==== Given entries

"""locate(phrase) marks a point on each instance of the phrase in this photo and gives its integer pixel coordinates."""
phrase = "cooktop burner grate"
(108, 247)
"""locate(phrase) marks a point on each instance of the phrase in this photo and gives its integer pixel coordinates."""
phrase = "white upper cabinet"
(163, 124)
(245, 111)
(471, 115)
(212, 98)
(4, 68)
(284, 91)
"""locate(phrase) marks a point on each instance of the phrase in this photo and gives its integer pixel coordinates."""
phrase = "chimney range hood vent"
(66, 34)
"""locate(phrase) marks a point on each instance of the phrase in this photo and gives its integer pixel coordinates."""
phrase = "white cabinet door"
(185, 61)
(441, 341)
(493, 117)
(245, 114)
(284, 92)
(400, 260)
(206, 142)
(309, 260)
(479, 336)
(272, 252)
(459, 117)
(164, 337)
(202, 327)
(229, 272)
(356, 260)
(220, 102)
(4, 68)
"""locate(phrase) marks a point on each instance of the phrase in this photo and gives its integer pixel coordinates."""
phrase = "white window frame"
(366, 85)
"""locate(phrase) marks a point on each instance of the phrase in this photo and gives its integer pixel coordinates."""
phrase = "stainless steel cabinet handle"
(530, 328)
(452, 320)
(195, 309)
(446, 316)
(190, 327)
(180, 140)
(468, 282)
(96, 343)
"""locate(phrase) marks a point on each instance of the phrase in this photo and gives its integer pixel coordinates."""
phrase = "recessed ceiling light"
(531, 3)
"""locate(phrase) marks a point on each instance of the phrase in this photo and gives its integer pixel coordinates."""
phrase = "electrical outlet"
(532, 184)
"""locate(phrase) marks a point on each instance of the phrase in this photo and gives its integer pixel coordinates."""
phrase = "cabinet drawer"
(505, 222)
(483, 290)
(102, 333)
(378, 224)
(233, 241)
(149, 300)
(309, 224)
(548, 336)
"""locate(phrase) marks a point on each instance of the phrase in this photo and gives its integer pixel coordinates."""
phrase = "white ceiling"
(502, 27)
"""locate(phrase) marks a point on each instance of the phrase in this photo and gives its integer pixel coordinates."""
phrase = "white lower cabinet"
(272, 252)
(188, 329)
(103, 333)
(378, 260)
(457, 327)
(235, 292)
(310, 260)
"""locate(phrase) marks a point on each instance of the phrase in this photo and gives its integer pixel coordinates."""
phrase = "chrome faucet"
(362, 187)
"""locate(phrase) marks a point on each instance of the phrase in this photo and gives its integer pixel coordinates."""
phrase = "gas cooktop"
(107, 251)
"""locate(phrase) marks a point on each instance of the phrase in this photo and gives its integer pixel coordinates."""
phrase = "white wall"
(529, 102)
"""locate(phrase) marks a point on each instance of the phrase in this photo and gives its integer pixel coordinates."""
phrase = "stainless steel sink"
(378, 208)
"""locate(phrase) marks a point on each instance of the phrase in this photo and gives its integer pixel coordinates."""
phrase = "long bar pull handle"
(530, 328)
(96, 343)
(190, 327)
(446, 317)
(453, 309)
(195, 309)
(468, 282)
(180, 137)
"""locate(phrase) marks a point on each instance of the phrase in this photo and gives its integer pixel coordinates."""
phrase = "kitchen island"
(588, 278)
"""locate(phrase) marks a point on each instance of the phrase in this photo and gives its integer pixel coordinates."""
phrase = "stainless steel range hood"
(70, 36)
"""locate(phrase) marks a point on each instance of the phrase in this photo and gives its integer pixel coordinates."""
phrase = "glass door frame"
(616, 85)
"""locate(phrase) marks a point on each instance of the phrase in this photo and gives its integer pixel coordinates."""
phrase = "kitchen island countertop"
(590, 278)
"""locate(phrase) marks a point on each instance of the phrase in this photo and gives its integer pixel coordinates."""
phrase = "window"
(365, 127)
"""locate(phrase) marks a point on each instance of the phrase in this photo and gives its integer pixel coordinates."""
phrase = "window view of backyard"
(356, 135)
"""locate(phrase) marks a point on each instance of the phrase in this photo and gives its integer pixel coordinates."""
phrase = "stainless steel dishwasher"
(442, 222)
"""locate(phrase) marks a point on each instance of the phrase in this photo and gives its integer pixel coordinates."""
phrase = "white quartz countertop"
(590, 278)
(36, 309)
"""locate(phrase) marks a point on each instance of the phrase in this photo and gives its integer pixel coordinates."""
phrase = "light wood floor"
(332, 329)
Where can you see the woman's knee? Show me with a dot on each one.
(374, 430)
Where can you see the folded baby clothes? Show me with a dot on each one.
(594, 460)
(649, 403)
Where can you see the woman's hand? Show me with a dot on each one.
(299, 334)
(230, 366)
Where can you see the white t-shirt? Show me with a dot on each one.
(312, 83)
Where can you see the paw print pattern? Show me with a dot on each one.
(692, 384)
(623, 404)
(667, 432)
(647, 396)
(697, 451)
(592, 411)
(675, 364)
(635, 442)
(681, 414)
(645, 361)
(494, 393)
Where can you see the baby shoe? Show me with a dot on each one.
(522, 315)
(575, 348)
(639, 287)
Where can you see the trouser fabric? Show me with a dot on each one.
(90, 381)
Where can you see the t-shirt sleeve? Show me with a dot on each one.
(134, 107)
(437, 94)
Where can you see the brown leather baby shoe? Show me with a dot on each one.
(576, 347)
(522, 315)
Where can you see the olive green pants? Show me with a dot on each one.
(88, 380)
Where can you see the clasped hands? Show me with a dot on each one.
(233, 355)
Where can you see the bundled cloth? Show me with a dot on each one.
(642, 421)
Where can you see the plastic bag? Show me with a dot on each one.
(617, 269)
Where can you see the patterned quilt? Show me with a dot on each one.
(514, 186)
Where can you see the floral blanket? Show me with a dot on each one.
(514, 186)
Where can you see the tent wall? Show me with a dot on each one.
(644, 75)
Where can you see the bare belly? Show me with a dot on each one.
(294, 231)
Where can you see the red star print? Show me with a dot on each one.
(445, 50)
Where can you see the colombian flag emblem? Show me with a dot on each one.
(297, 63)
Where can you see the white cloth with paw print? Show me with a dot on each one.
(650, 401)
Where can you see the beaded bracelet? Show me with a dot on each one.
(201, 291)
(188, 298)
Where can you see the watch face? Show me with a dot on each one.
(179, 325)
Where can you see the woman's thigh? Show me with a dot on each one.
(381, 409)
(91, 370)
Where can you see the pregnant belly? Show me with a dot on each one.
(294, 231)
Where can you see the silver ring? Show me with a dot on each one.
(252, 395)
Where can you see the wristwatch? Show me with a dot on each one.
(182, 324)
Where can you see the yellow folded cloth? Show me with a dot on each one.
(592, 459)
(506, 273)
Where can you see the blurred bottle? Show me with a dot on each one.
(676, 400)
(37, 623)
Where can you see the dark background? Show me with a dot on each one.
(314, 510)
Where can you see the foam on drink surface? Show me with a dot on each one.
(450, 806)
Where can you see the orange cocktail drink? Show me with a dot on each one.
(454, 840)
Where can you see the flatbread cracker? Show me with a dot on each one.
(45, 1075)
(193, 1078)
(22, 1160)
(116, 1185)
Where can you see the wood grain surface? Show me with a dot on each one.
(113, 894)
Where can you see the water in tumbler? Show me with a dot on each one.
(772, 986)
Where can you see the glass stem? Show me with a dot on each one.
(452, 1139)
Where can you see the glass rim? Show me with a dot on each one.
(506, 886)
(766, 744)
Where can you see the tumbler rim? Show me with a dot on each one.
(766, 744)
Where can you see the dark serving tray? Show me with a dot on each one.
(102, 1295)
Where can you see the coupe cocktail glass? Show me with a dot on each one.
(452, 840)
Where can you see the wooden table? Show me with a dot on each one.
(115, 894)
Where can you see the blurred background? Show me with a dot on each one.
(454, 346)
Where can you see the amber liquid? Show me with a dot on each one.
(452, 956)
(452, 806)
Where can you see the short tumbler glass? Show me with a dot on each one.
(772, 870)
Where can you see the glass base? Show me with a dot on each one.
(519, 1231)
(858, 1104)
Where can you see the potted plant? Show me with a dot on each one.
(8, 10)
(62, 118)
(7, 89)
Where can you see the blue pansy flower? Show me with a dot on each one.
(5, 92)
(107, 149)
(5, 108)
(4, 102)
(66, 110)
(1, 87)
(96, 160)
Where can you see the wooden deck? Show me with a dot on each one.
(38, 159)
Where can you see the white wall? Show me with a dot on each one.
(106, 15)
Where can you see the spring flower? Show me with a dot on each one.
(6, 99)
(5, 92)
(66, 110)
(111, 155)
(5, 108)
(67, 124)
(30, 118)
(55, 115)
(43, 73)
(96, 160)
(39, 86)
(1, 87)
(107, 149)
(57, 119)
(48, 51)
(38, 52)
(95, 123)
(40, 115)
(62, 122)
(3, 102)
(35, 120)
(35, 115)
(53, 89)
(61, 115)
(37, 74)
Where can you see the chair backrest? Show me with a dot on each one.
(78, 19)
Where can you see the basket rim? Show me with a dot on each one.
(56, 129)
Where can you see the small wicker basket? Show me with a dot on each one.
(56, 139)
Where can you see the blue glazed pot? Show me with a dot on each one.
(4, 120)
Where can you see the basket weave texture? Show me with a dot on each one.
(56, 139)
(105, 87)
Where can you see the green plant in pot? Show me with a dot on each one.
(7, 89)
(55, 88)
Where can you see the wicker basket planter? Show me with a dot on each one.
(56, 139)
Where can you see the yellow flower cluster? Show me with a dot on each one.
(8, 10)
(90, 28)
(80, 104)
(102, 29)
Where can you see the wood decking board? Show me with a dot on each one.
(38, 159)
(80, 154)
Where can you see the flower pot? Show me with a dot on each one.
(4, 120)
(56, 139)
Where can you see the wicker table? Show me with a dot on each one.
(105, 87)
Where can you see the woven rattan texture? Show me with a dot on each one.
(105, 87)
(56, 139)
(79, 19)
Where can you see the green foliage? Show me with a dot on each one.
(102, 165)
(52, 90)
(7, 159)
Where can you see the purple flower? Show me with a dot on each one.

========

To do: Write out exactly each line of the entries, starting at the one containing "Where can you see the wicker basket" and finishing with the last line.

Response area:
Where can you see the wicker basket planter? Show me with a dot on each one.
(56, 139)
Where can you see the yellow flower cluster? Show me with a dot on each one.
(8, 10)
(90, 28)
(80, 104)
(102, 29)
Where can you see the wood decking board? Show me with a dot on each one.
(38, 159)
(80, 154)
Where can you see the flower pot? Show me with a dot on each one.
(4, 120)
(56, 139)
Where can you see the wicker table? Show me with a dot on each one.
(105, 87)
Where can you see the woven rattan texture? Show me with a dot on each one.
(105, 87)
(56, 139)
(79, 19)
Where can you see the green foliage? Show me with a dot on each one.
(102, 165)
(52, 90)
(7, 159)
Where can you see the purple flower? Show me with a dot on each one.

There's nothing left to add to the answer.